• SELECTED EXTRACT:
Friday, 31 August 2018

Great West Aerodrome


This modest brochure introduces the public to the modern miracle of what was then London Airport in the early 1960s. When it opened in 1929 it was known as the Great West Aerodrome, now it is the misleadingly bucolic sounding, Heathrow. We are told that over 4 million travellers passed through each year – today’s figure is 72 million. This was a time when air travel was only available to the privileged few – the days of cheap flights to distant destinations were long in the future. As the brochure makes clear, for most people the best they can aspire to is observe what goes on as a visitor. Facilities for sightseeing have been provided with this in mind and are described in the text. The colour illustrations have a jaunty Mid-century quality to them. Britain’s major airlines at that time were state-owned BEA and BOAC (the former for flights to Europe, the latter for everywhere else) and two examples of contemporary advertising are shown below.






Friday, 17 August 2018

Monte San Salvatore Funicular


Here’s an attractive vintage brochure for a famous funicular railway in the Swiss city of Lugano. To this day it connects the suburb of Paradiso with the summit of Monte San Salvatore, 912 metres in height. Spectacular panoramic views can be enjoyed from the top. Like most funiculars, this was conceived as a tourist attraction and with careful and regular updating it has flourished and survived into the present. Funiculars retain their antiquarian character better than most other transport methods while continuing to be economically viable. More than 50 funiculars are still in operation in Switzerland launching carloads of visitors high into the Alps. For a previous post on Lugano, please follow this link.

• ENTRIES:

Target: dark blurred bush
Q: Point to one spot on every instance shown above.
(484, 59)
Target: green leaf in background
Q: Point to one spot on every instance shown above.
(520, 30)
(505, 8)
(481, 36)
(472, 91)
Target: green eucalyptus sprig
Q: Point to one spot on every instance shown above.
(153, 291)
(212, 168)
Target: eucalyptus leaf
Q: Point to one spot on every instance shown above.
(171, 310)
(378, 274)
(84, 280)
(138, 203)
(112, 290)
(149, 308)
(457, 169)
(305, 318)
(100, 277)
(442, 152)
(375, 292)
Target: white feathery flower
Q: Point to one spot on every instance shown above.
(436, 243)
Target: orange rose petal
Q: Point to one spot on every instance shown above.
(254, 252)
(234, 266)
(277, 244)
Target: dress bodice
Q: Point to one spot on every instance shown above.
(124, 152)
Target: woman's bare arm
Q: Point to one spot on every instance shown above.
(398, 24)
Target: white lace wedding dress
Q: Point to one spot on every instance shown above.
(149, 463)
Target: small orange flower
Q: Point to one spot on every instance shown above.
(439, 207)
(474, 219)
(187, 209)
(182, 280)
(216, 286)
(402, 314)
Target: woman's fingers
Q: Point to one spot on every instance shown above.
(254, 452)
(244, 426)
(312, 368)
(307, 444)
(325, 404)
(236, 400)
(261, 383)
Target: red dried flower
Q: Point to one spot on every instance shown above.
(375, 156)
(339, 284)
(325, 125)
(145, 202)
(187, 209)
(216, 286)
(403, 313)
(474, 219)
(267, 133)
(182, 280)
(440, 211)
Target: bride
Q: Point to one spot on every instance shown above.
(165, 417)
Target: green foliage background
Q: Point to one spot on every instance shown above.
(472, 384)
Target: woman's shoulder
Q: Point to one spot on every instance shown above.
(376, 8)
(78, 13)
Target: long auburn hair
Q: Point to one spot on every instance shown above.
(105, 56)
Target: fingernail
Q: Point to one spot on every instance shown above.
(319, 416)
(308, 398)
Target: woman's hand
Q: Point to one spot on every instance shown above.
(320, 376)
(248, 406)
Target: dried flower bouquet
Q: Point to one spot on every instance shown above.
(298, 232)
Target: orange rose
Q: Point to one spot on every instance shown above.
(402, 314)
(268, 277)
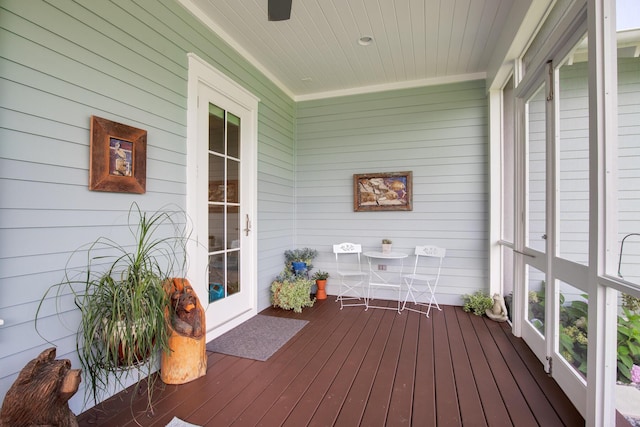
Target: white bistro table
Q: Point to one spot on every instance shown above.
(382, 278)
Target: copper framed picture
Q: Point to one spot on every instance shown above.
(385, 191)
(118, 157)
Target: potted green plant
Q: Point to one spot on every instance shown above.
(300, 260)
(478, 303)
(321, 282)
(291, 291)
(121, 297)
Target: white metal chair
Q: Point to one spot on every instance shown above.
(349, 270)
(424, 278)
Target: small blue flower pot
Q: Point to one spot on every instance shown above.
(216, 291)
(298, 266)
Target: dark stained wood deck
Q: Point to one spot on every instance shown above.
(356, 367)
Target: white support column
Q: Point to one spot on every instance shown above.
(495, 191)
(601, 374)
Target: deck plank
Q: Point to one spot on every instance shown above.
(354, 367)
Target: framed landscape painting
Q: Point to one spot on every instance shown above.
(383, 191)
(118, 157)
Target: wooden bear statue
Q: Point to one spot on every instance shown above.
(40, 394)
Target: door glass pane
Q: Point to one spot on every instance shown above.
(224, 210)
(573, 317)
(233, 228)
(216, 178)
(216, 235)
(536, 171)
(536, 297)
(627, 261)
(233, 272)
(233, 136)
(216, 129)
(573, 157)
(628, 355)
(233, 172)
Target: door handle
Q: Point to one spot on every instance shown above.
(247, 228)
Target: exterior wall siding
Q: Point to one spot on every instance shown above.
(60, 63)
(439, 133)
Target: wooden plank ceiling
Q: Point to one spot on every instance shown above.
(317, 50)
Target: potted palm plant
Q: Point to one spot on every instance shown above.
(120, 293)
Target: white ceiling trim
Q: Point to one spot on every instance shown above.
(200, 15)
(392, 86)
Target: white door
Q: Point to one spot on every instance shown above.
(556, 213)
(222, 199)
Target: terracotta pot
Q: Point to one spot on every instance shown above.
(321, 293)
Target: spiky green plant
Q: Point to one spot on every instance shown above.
(121, 297)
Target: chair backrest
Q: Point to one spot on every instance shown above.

• TO-DO LIST:
a – Pull out every row that contains the word "woman".
b – Continue the vintage travel brochure blog posts, starting after their final sentence.

• ANSWERS IN ORDER:
a –
Target: woman's bare arm
Target: woman's fingers
Target: woman's shoulder
Target: woman's hand

b –
Monday, 13 August 2018

Elbtunnel – some postcard views


The Elbtunnel in Hamburg was one of the wonders of the age when it opened in 1911 at the height of the picture postcard boom. This small selection shows how postcard publishers marked this triumph of technology. The cameras have been focused on the tunnel entrance or the tiled roadway and associated vehicle traffic. The second from last is, unusually for a postcard, almost a documentary image foregrounded by two working men, presumably on their way to or from Blohm & Voss shipyard. Most of the other figures and vehicles have been clumsily imported from another source. This applies to nearly all the figures visible in these cards – all victims of slapdash montage and heavy-handed re-touching. The antiquated vehicles enhance the period charm of the images – a charm that is purely retrospective and would have been invisible to contemporary purchasers.





Tuesday, 7 August 2018

Tunnel walking in Hamburg


There are two tunnels under the River Elbe in Hamburg. The most important is the Neue Elbtunnel, large enough to carry 8 lanes of traffic on the Bundesautobahn 7. Built in 1975 (and extended in 2002), it can take up to 150,000 vehicles per day. The other is the 1911 Elbtunnel, which although superseded by the 1975 tunnel has been kept in use and still offers pedestrians, cyclists and motorists the opportunity to cross the Elbe. The original Elbtunnel took 4 years to construct and has two large lifts to transport vehicles down to the tunnel entrances. Only one of the two tunnels is in use at present so the traffic flow is regulated to provide for north to south crossings in the morning and the reverse in the afternoon. The principal aim of the tunnel was to enable the 40,000 workers employed at Blohm & Voss shipyard on the south bank of the river to make the journey from their homes in St. Pauli without the need to queue for a ferry.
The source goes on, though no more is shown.